··· THE RECORDS ···
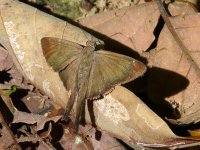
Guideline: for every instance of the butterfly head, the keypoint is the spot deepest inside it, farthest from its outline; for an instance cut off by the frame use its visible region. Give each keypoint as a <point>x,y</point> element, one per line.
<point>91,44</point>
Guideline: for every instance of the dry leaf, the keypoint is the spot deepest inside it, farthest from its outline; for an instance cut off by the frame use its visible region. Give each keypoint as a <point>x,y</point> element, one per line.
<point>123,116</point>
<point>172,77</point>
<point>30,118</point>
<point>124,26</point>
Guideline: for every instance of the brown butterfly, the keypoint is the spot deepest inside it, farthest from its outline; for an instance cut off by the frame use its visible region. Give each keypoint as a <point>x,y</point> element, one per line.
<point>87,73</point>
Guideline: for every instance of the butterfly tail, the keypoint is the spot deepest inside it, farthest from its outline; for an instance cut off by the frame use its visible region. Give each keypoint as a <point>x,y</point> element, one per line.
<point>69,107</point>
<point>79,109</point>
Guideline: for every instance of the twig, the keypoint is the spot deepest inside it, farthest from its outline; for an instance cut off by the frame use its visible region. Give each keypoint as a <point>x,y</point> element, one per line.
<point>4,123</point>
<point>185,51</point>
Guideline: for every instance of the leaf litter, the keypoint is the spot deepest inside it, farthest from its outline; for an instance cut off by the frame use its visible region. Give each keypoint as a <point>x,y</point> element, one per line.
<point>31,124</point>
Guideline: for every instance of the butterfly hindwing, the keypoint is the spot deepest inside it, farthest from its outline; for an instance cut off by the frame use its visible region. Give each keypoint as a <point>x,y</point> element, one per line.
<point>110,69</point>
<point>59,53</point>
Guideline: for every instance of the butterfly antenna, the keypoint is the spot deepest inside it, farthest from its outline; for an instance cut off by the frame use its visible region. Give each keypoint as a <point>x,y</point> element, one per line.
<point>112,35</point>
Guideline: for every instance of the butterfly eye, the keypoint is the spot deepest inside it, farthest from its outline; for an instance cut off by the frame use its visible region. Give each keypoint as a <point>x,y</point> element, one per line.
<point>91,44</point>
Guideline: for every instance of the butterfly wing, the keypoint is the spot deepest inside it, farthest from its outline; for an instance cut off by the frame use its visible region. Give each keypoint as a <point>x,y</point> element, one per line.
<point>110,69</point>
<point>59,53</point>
···
··· THE RECORDS ···
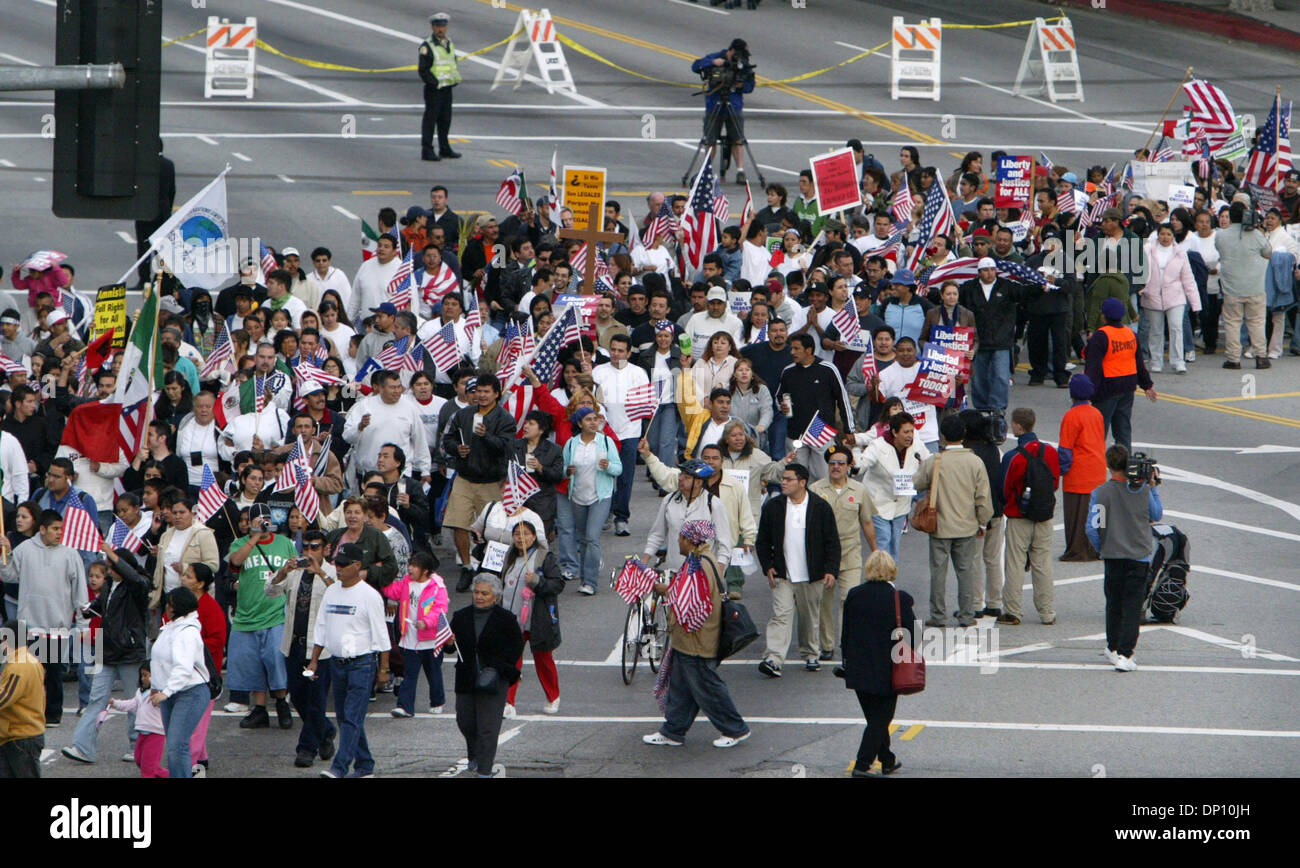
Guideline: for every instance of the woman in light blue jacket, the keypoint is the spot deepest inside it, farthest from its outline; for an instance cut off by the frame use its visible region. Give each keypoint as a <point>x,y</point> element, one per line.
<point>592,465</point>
···
··· THE RECORDS ···
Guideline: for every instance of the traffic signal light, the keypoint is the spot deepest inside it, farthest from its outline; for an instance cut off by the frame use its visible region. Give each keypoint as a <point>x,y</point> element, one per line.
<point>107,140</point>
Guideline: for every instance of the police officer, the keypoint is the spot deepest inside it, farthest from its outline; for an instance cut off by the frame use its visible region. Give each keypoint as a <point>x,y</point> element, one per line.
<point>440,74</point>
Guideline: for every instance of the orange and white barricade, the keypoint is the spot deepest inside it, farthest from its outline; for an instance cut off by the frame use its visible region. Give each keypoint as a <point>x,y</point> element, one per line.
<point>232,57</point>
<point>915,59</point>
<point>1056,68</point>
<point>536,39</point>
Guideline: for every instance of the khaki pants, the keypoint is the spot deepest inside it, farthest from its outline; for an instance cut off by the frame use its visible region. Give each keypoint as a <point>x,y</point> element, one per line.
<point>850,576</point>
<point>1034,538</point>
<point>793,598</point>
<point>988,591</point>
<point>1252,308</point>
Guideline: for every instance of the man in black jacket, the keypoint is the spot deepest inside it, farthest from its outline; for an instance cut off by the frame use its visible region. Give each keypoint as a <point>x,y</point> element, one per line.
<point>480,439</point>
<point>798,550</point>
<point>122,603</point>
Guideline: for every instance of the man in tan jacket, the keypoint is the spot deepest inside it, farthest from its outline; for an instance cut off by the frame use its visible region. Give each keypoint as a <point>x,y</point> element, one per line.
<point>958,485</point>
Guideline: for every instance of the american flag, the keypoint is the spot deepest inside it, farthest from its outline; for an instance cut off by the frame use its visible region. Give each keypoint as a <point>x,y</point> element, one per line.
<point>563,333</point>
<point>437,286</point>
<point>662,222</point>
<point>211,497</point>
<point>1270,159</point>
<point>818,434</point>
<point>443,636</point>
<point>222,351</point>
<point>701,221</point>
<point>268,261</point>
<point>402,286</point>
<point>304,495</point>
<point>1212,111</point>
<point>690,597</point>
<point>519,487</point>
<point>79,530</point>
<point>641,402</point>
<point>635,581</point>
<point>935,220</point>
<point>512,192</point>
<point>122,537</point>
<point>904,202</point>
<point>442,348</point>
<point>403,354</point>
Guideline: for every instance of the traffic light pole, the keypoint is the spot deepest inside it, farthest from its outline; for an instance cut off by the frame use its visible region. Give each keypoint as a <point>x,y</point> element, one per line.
···
WHAT THE TASK REQUIRES: Find each line in the items above that contains the word "traffic", matching uppercase and lowercase letters exactly, and copy every such line in full.

WRITTEN SOLUTION:
Guideline: for every instance of the traffic signal light, the keypoint is the spot deepest inside it, farthest from its outline; for an instance cut off by the frame use its visible region. Give each keypoint as a <point>x,y</point> element, one per line.
Guideline: for every instance of the traffic light pole, the keypoint is the spot deepest inside it, farthest from its outline; for an instance cut off by the frame use its visible region. Give each keypoint as a <point>x,y</point> element, one per line.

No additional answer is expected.